*Task description:* Collect every line in the records below that contains the word "dark".

*Given records:*
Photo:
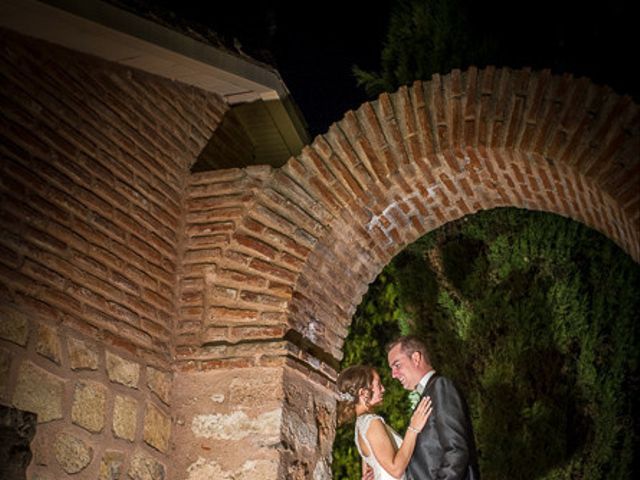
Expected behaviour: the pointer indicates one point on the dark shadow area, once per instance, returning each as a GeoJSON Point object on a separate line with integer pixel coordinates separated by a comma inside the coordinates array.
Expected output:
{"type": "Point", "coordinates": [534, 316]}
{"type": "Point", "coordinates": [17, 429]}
...
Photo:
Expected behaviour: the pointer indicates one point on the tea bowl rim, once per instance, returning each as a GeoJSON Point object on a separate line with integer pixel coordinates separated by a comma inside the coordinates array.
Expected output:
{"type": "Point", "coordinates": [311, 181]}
--
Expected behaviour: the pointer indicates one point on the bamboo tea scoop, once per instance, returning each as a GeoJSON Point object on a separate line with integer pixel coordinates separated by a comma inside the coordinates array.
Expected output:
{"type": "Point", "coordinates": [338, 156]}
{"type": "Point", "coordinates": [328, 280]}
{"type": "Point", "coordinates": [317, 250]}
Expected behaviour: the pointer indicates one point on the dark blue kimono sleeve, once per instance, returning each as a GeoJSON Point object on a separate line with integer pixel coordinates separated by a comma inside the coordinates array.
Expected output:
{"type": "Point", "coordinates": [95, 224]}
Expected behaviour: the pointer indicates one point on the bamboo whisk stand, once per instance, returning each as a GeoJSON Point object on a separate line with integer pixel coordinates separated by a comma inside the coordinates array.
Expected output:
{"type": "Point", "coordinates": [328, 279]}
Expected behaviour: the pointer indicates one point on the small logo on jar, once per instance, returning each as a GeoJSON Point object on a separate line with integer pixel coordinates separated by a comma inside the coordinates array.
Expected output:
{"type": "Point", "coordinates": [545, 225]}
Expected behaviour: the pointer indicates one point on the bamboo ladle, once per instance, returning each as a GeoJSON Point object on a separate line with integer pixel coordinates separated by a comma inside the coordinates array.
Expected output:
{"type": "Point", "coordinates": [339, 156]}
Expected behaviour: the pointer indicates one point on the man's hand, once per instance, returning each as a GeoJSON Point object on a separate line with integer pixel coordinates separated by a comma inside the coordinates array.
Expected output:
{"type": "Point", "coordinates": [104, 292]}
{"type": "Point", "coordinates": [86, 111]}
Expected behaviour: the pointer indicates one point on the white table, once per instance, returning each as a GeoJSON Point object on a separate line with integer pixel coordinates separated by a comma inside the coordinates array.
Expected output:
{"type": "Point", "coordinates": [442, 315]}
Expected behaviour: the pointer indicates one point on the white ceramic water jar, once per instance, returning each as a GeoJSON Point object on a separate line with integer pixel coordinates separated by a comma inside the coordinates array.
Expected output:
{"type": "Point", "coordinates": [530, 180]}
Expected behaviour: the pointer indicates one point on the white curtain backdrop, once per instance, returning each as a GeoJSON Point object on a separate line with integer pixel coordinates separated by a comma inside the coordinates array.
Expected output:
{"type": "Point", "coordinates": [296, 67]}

*Response area:*
Expected behaviour: the pointer indicates one point on the dark shadow area, once per instance, returning each as a GeoJSON Point object on a separate line with integer pixel coordinates separated by a comma inside the coordinates array.
Expected behaviour: the pointer indicates one point on the dark blue kimono sleeve, once per instance, returning each as a GeoJSON Point object on a separate line with integer pixel coordinates separated by a comma inside the coordinates array.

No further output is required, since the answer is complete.